§ **Stated exercise**
Could you quote, exactly as they stand, the lines running from the one with "phrase -- donkey eye" to the final line of the material?

Named object pointing entries
****************************************

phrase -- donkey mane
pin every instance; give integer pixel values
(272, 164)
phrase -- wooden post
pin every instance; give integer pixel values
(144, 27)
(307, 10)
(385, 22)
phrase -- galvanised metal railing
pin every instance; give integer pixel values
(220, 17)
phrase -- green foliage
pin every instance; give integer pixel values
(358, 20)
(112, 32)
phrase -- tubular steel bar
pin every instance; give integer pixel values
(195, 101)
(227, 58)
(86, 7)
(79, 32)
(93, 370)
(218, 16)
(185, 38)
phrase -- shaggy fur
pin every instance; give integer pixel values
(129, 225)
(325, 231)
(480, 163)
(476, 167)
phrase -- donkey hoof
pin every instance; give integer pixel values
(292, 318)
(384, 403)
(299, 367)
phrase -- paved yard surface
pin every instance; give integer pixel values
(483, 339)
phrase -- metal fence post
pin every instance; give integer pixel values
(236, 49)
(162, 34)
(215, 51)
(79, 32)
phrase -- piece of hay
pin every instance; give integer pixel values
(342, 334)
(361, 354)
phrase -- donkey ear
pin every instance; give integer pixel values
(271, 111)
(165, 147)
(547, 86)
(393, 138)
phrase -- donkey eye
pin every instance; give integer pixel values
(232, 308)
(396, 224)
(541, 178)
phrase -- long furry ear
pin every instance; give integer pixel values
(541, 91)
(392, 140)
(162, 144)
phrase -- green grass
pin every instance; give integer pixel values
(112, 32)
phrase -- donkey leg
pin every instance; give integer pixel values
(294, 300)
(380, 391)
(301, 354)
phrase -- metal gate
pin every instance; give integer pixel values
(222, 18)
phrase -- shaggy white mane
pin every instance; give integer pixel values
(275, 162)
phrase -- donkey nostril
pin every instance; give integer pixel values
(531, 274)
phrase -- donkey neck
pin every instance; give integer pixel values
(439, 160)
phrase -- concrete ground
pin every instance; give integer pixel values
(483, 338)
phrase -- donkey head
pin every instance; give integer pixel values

****************************************

§ **Solution for this task**
phrase -- donkey eye
pin every instance; give integer pixel values
(232, 308)
(396, 224)
(541, 178)
phrase -- long furry ear
pin every instance; give integer pixel values
(541, 91)
(392, 140)
(162, 144)
phrase -- green grass
pin every instance; give integer pixel values
(112, 32)
phrase -- donkey leg
pin every instance; give integer pixel values
(294, 300)
(380, 391)
(301, 354)
phrase -- metal gate
pin every instance; give integer pixel values
(222, 18)
phrase -- shaggy white mane
pin every instance; give integer pixel values
(275, 162)
phrase -- donkey nostril
pin every instance; give integer pixel values
(531, 274)
phrase -- donkey neck
pin every instance; give integer pixel values
(439, 160)
phrase -- concrete ground
pin every instance; give integer pixel values
(483, 338)
phrase -- donkey head
pin every instance; give integer pixel values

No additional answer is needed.